WORK INSTRUCTIONS
Render every line of the listing below as a JSON list of strings, one string per line, leaving out the blank lines.

Mask labeling examples
- - -
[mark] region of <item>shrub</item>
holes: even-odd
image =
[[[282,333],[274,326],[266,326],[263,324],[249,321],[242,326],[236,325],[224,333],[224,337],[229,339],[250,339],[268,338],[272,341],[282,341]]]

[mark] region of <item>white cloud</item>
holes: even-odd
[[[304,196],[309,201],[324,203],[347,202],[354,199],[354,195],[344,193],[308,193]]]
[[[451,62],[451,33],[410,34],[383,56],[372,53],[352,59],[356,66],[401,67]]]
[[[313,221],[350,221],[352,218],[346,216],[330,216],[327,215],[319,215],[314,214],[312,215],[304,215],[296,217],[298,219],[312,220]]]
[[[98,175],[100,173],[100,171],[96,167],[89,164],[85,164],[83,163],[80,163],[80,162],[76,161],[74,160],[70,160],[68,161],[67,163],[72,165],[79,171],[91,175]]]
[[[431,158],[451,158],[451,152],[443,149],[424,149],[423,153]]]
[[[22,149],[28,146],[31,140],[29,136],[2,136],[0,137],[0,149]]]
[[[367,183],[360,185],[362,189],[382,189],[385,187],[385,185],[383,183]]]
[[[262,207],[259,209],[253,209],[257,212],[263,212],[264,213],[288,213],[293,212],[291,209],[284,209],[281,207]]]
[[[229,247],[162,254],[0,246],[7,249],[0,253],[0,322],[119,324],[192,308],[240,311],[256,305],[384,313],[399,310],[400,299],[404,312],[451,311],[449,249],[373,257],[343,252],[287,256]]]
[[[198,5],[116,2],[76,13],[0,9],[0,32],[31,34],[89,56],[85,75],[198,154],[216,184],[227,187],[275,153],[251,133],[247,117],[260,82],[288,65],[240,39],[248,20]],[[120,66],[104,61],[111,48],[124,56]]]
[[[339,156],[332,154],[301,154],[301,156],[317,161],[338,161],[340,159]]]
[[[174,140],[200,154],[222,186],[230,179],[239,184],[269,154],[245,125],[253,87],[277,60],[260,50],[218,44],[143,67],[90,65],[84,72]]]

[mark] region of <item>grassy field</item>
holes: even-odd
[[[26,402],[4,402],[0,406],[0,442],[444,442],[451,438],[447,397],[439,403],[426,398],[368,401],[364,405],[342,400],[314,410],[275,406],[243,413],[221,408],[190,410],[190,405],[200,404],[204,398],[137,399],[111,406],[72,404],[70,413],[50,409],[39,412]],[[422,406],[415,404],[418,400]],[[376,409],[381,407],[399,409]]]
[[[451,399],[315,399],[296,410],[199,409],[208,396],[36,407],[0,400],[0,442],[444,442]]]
- - -
EXERCISE RESULT
[
  "[mark] region of <item>shrub</item>",
  "holes: even-odd",
  "image =",
  "[[[282,333],[274,326],[266,326],[263,324],[249,321],[242,326],[236,325],[224,333],[224,337],[229,339],[250,339],[268,338],[272,341],[282,341]]]",
  "[mark] region of <item>white cloud</item>",
  "holes: even-odd",
  "[[[304,196],[309,201],[324,203],[347,202],[354,199],[354,195],[344,193],[308,193]]]",
  "[[[451,62],[451,33],[410,34],[383,56],[372,53],[352,59],[356,66],[401,67]]]",
  "[[[313,221],[350,221],[352,218],[346,216],[330,216],[327,215],[319,215],[314,214],[312,215],[304,215],[296,217],[298,219],[312,220]]]",
  "[[[98,175],[100,173],[100,171],[96,167],[89,164],[85,164],[83,163],[80,163],[80,162],[76,161],[74,160],[70,160],[68,161],[67,163],[72,165],[79,171],[91,175]]]",
  "[[[431,158],[451,158],[451,152],[443,149],[424,149],[423,153]]]",
  "[[[22,149],[28,146],[31,140],[29,136],[2,136],[0,137],[0,149]]]",
  "[[[367,183],[360,185],[362,189],[382,189],[385,187],[385,185],[383,183]]]",
  "[[[262,207],[259,209],[253,209],[257,212],[263,212],[264,213],[288,213],[293,212],[291,209],[284,209],[281,207]]]",
  "[[[229,247],[162,254],[0,246],[7,249],[0,253],[0,322],[119,324],[192,308],[240,311],[256,305],[384,313],[399,310],[400,299],[404,312],[451,311],[449,249],[373,257],[343,252],[287,256]]]",
  "[[[198,5],[116,2],[76,13],[0,9],[0,32],[31,34],[89,56],[85,75],[198,154],[216,184],[227,187],[275,153],[251,133],[247,117],[260,82],[288,65],[240,39],[248,20]],[[120,66],[104,61],[111,48],[124,56]]]",
  "[[[339,156],[332,154],[301,154],[301,156],[317,161],[338,161],[340,159]]]",
  "[[[174,140],[200,154],[222,186],[230,179],[239,184],[269,154],[245,125],[253,87],[277,60],[260,50],[218,44],[143,67],[90,65],[84,72]]]",
  "[mark] region of <item>grassy field</item>",
  "holes: even-odd",
  "[[[26,402],[4,402],[0,406],[0,442],[444,442],[451,438],[447,397],[439,403],[426,398],[368,401],[364,405],[342,400],[314,410],[275,406],[243,413],[221,408],[190,410],[190,405],[200,404],[204,398],[137,399],[111,406],[72,404],[70,413],[50,409],[39,412]],[[422,406],[415,404],[418,400]],[[376,409],[381,407],[399,409]]]",
  "[[[451,399],[315,399],[296,410],[199,409],[208,396],[36,407],[0,400],[0,442],[444,442]]]"
]